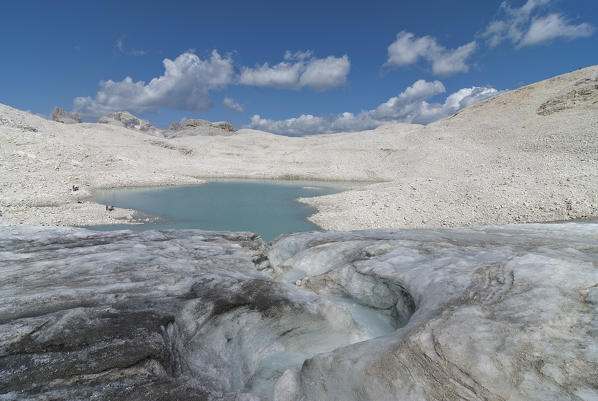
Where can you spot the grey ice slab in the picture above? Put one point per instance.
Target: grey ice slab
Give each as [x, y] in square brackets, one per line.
[491, 313]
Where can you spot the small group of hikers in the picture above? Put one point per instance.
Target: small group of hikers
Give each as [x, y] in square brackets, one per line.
[76, 188]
----------
- THE PROBLEM: Rewrite the lines from the one containing "Where can you spot the small" through the end of the records, replacing "hikers" with "climbers" and leaving everything else unchanged.

- SOLUTION TO THE PROBLEM:
Where can you spot the small group of climbers in the picture above? Put one point per instance.
Target: small group of climbers
Give each as [x, y] in square brackets, one per line.
[76, 188]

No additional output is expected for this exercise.